_Task to carry out_
Write only the number of lines in the entries below that contain the string "water".

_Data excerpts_
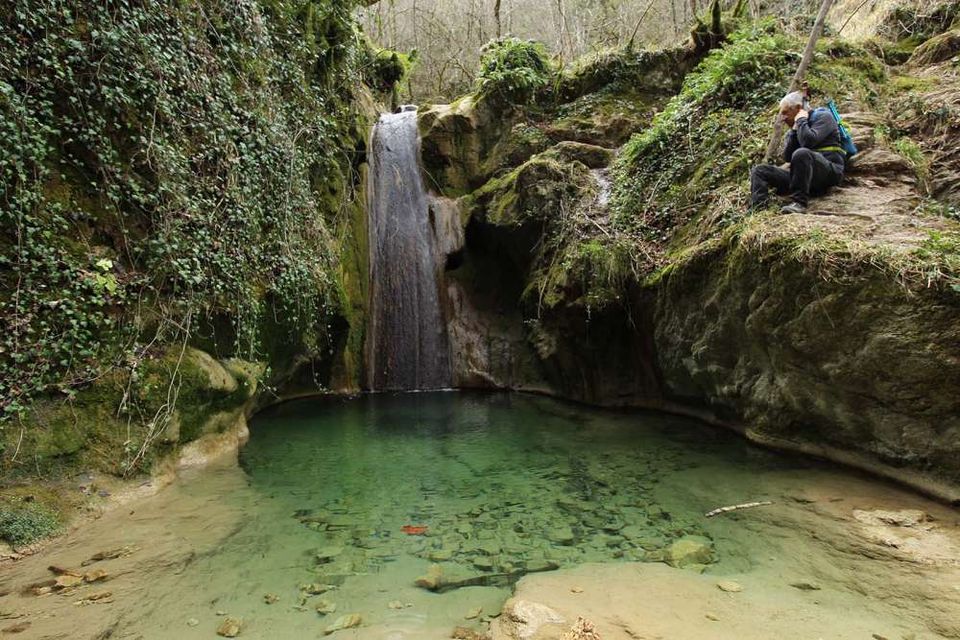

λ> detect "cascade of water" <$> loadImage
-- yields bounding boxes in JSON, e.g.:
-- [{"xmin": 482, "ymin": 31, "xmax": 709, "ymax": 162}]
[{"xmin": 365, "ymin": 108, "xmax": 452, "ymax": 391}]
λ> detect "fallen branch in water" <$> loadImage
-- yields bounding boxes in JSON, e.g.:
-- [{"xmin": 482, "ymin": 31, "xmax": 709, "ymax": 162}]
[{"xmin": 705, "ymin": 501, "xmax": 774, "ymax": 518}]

==

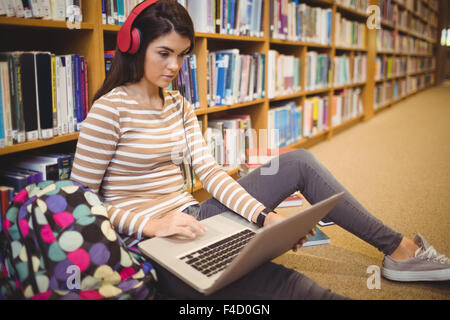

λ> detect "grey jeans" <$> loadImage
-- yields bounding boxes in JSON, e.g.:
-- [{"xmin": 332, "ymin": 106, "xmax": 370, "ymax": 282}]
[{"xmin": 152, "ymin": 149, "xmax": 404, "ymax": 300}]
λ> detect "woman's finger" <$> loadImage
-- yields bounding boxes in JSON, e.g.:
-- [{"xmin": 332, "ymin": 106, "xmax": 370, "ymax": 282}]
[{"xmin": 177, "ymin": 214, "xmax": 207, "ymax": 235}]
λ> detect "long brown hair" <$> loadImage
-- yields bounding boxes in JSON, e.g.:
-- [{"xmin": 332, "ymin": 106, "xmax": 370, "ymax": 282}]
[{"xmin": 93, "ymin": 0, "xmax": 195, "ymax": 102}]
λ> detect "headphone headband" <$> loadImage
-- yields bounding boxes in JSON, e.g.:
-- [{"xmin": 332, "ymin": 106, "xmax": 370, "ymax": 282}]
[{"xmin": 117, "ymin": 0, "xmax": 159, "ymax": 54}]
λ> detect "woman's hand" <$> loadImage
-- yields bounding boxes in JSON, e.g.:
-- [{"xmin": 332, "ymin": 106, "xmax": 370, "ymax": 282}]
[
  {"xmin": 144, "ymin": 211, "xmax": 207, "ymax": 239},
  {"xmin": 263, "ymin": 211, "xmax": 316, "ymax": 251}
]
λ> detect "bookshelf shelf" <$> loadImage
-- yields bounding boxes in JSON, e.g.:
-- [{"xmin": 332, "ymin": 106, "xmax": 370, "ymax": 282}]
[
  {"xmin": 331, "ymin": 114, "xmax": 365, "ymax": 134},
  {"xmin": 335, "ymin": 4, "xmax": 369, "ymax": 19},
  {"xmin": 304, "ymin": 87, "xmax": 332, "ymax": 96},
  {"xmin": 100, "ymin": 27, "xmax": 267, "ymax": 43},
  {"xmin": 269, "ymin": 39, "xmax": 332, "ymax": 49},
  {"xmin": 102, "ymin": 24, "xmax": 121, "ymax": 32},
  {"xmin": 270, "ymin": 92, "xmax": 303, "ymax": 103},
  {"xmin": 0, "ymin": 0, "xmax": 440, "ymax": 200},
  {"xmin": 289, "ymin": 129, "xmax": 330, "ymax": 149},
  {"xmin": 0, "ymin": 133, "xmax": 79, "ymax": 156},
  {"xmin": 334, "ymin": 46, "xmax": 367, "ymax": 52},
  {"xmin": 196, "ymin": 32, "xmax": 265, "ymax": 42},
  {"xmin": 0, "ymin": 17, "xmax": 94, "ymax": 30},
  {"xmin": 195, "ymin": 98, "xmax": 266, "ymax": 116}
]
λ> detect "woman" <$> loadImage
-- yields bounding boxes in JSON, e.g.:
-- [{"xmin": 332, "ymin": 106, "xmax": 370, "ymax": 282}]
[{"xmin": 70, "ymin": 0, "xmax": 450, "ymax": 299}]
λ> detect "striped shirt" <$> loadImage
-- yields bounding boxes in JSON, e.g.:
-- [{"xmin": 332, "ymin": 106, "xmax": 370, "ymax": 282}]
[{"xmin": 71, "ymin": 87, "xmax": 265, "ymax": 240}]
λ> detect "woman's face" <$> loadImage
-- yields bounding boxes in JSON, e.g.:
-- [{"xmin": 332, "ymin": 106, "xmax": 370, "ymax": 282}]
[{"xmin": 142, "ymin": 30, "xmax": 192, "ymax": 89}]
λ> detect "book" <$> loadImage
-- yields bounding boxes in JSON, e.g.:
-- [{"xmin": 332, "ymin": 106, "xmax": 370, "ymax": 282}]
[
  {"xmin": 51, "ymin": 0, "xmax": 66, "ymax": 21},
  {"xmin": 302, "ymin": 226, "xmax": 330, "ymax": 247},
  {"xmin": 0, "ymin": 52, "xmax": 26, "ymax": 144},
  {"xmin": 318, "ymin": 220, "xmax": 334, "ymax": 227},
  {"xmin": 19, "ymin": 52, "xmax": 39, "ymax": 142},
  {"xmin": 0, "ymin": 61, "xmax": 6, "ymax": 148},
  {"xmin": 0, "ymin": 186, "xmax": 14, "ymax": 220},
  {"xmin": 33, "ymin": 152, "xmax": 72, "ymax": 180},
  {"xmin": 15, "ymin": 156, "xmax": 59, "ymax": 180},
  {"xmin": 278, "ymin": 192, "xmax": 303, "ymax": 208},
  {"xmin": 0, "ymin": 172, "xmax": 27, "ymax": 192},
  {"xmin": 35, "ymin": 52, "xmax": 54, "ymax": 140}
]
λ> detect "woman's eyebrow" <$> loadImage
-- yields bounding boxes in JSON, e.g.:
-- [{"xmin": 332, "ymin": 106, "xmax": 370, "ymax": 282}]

_Exercise response_
2